**Instructions for the task:**
Your answer must be an exact copy of the entries below, with no pictures in it.

**Records for processing:**
—————

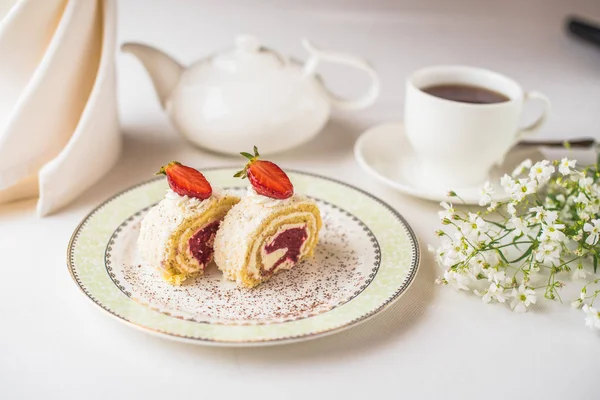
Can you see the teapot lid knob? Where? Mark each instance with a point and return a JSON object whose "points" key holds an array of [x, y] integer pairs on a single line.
{"points": [[247, 43]]}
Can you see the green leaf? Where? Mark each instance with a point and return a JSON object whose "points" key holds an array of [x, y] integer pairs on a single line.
{"points": [[502, 256], [525, 255]]}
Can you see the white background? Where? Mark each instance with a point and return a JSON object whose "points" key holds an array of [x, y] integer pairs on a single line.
{"points": [[434, 343]]}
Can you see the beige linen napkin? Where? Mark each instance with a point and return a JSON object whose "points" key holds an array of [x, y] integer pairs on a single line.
{"points": [[63, 133]]}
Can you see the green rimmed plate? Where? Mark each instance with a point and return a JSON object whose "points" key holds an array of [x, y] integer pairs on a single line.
{"points": [[366, 259]]}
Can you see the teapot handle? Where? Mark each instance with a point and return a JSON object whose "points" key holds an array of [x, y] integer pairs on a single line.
{"points": [[316, 55]]}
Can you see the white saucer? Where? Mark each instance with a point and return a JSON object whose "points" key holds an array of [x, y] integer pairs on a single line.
{"points": [[384, 152]]}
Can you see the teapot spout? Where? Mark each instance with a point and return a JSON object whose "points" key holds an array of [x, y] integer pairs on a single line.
{"points": [[163, 70]]}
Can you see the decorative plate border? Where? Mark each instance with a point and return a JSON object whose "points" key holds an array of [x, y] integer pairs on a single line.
{"points": [[369, 278], [330, 322]]}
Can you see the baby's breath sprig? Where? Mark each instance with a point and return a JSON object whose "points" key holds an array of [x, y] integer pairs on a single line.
{"points": [[514, 251]]}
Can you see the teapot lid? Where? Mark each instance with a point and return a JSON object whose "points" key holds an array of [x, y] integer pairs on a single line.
{"points": [[247, 56]]}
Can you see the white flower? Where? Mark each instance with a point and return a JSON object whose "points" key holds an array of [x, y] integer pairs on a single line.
{"points": [[451, 252], [550, 217], [525, 164], [585, 182], [486, 194], [540, 213], [565, 166], [507, 183], [493, 293], [510, 207], [456, 280], [541, 171], [493, 206], [592, 317], [448, 212], [579, 273], [581, 198], [474, 227], [522, 298], [547, 253], [593, 230], [520, 227], [496, 276]]}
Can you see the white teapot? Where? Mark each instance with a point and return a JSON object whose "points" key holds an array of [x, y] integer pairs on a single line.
{"points": [[249, 96]]}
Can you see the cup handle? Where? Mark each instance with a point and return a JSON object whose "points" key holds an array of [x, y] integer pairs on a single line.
{"points": [[537, 124], [317, 55]]}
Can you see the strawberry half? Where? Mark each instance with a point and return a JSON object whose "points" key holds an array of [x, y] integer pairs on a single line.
{"points": [[186, 181], [266, 177]]}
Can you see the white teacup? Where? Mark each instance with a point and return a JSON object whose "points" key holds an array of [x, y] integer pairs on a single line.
{"points": [[456, 143]]}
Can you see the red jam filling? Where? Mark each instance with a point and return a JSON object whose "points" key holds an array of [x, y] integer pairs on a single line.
{"points": [[201, 243], [292, 240]]}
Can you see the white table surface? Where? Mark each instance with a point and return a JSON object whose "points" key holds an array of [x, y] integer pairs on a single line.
{"points": [[434, 343]]}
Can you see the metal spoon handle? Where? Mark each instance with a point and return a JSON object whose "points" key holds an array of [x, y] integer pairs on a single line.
{"points": [[574, 143]]}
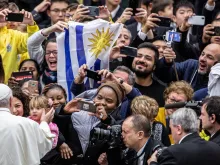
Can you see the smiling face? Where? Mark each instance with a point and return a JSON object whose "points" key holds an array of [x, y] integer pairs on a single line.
{"points": [[144, 64], [181, 15], [30, 66], [209, 56], [57, 11], [51, 56], [108, 98], [17, 107]]}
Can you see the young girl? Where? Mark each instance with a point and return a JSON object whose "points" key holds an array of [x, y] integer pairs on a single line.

—————

**Exercise solution:**
Can you see the teapot lid knob? Where? Mark each instance with a point and return a JSON object whose "points" key holds an array of [x, y] integer pairs on a single line.
{"points": [[247, 43]]}
Can you see the green leaf? Where? Mark each instance with a point and return a JSON object whose "points" key holds an array of [x, y] integer pairs on a single line.
{"points": [[502, 256], [525, 255]]}
Can you see the white background? Where? Mark each instance with a point and return a JSON object whose "points" key holds an array of [x, y] integer pairs on a single line.
{"points": [[434, 343]]}
Can you see the beige linen napkin? Where? Mark each instance with a point and return a JSON object whose "points" key holds an array of [x, y] integer pairs on a single line.
{"points": [[63, 133]]}
Can you see the green rimmed plate? Where? Mark each instance with a point and return a JSON object whose "points" key holds an array of [x, y] integer pairs on a single line.
{"points": [[366, 259]]}
Can you see the teapot handle? Where? Mark each instance with a point and return a JSON object whose "points" key holds an array of [x, y] integer pairs on a single line.
{"points": [[316, 55]]}
Can you see the white saucer? Where? Mark each instance with a point and return a JSON object whose "points" key holds an array of [x, y] integer pairs on a single line.
{"points": [[384, 152]]}
Can you see the teapot spout? Where? Mark each instance with a point and return a JSON object whose "points" key holds an array of [x, y] integer pairs on a single line.
{"points": [[163, 70]]}
Can you see the decorative plate border? Where? Mark each instance with a point and return a JSON object whose "points" key holds an array of [x, y] integer pairs on a single line.
{"points": [[369, 278], [330, 322]]}
Can you see the baby's breath sprig? Where? Mark each instance with a point and return a JSON object whose "points" key holds an array of [x, y] integer pairs on a single line.
{"points": [[514, 251]]}
Can you see the teapot lid? Where? Mark each instance with a point and return a JSON object whose "points" key holds an array of [x, y] integer pairs on a single line.
{"points": [[247, 56]]}
Can you see the white flower? Where? Mark each instance with a point and return a JSON object whose "points" key holds an array of [x, y] integer pairs on a single line.
{"points": [[451, 252], [550, 217], [525, 164], [585, 182], [486, 194], [540, 213], [565, 166], [507, 183], [493, 293], [510, 207], [456, 280], [541, 171], [493, 206], [592, 317], [448, 212], [579, 273], [581, 198], [474, 227], [522, 298], [547, 253], [593, 230], [520, 227], [496, 276]]}
Can you see the white teapot? Where? Mark each instance with a point and return a JSON object whose "points" key holds an array of [x, y] integer pairs on a single line.
{"points": [[249, 96]]}
Can you see the cup handle? Where? Mark each instance with a point and return a JSON object whose "points" key holds an array of [x, y] integer pairs on a single line.
{"points": [[537, 124], [317, 55]]}
Can you see the strawberry half? Where? Mark each instance with a point and return a JSON object whose "points" key holds an array of [x, y] integer pairs on a single line.
{"points": [[186, 181], [266, 177]]}
Can you see the white teacup? Where? Mark each instance with a point and return a JSON object whose "points" key holds an array of [x, y] integer pairs on a single line.
{"points": [[456, 143]]}
Can you see the red jam filling? Where? Mark each instance with a point and return a JSON object whose "points" key holds an array of [x, y] integer pairs on a single line.
{"points": [[201, 243], [292, 240]]}
Can you see the white table surface? Where? Mark each instance with a point and return a JSON object whose "points" key holds an array of [x, y] integer pairs on a single line.
{"points": [[434, 343]]}
Can you see the metal spoon handle? Where? Mark each instance with a point and return a JSON object whose "points" key holds an array of [x, y] integer pairs on a single line.
{"points": [[574, 143]]}
Can you see the smiling face? Where? Mark each instance with a point and return a JSON object whose "points" key holds an array of [x, y] integer pairs on a single line.
{"points": [[144, 64], [181, 15], [30, 66], [209, 56], [57, 11], [51, 56], [108, 98], [17, 107]]}
Can you see the young girl? Where? Mark each instance with a point and return a JSON object whose "points" key holds an array of [x, y] integer pairs on a single line.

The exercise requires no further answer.